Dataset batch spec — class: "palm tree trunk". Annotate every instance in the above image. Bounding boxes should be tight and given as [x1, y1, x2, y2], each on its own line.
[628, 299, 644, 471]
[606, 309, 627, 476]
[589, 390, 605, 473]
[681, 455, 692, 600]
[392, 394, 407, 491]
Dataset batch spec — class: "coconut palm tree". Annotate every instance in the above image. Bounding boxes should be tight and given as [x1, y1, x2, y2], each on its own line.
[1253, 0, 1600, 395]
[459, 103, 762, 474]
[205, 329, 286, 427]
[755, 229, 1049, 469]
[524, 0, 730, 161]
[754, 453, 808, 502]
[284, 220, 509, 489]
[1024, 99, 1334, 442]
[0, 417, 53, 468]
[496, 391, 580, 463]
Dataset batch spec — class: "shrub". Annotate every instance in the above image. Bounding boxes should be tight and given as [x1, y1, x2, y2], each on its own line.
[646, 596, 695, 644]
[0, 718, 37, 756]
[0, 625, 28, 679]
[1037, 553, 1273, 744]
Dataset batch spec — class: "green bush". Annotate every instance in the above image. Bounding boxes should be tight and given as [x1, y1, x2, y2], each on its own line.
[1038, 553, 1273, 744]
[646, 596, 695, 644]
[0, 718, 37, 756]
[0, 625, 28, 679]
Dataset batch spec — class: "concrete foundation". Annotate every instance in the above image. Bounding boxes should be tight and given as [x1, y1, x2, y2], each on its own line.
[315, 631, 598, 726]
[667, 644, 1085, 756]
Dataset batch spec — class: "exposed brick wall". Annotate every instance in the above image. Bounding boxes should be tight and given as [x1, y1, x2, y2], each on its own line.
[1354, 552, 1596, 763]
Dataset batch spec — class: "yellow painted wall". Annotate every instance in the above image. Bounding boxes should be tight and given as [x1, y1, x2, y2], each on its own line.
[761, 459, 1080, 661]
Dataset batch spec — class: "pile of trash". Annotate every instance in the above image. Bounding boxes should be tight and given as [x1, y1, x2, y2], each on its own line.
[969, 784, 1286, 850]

Your objective. Repeat each entry above, keeping every word exact.

Solution for this problem.
Dataset batch spec — class: "palm tree trunk". Annotate every instance in the above image. Bounding boxes should be tight and given as [x1, y1, x2, y2], each on its own line.
[628, 299, 644, 471]
[606, 309, 627, 476]
[589, 390, 605, 473]
[681, 455, 692, 600]
[392, 394, 407, 491]
Dataset batch spec — class: "coconut palm tree". Annotate every instance in the above image. Bounding boxes should be tight and given as [x1, y1, x2, y2], each on its own line.
[1253, 0, 1600, 395]
[459, 103, 762, 474]
[205, 329, 286, 427]
[755, 229, 1049, 469]
[524, 0, 730, 161]
[754, 453, 808, 502]
[284, 220, 509, 489]
[1024, 99, 1334, 442]
[0, 417, 53, 468]
[496, 391, 580, 463]
Dataset batch spec — class: "shrub". Annotate every instance in the above image. Bounding boxes should be tight and given as [x1, y1, x2, y2], each on its own line.
[646, 596, 695, 644]
[0, 718, 37, 756]
[0, 625, 28, 679]
[1037, 553, 1273, 744]
Dataset batch spec — class: "green bush". Annotate every instance in the above image. Bounding boxes should be tight and given as [x1, y1, x2, y2], each on its own line.
[1038, 553, 1273, 744]
[646, 596, 695, 644]
[0, 718, 37, 756]
[0, 625, 28, 679]
Dataset batch spec — class: "concrete foundation". Annotate every instance in the above image. Bounding boxes should be tight and given as [x1, y1, x2, y2], each on its own line.
[315, 631, 598, 726]
[667, 644, 1085, 756]
Dataset batch spec — class: "exposed brick wall". Annotate every instance in the above image. Bounding boxes should be tight and given as [x1, y1, x2, y2], each on its own line.
[1354, 552, 1596, 763]
Dataset batch spec — class: "yellow painted wall". Annotate every instance in the above image. Bounding boxes should be tight and given as [x1, y1, x2, y2], each on its own line.
[761, 459, 1080, 661]
Dataset batch spec — class: "pile of trash". Annotate every instance in the above image. Bounding boxes should be tight and given as [x1, y1, x2, y2], each on its own line.
[969, 784, 1286, 850]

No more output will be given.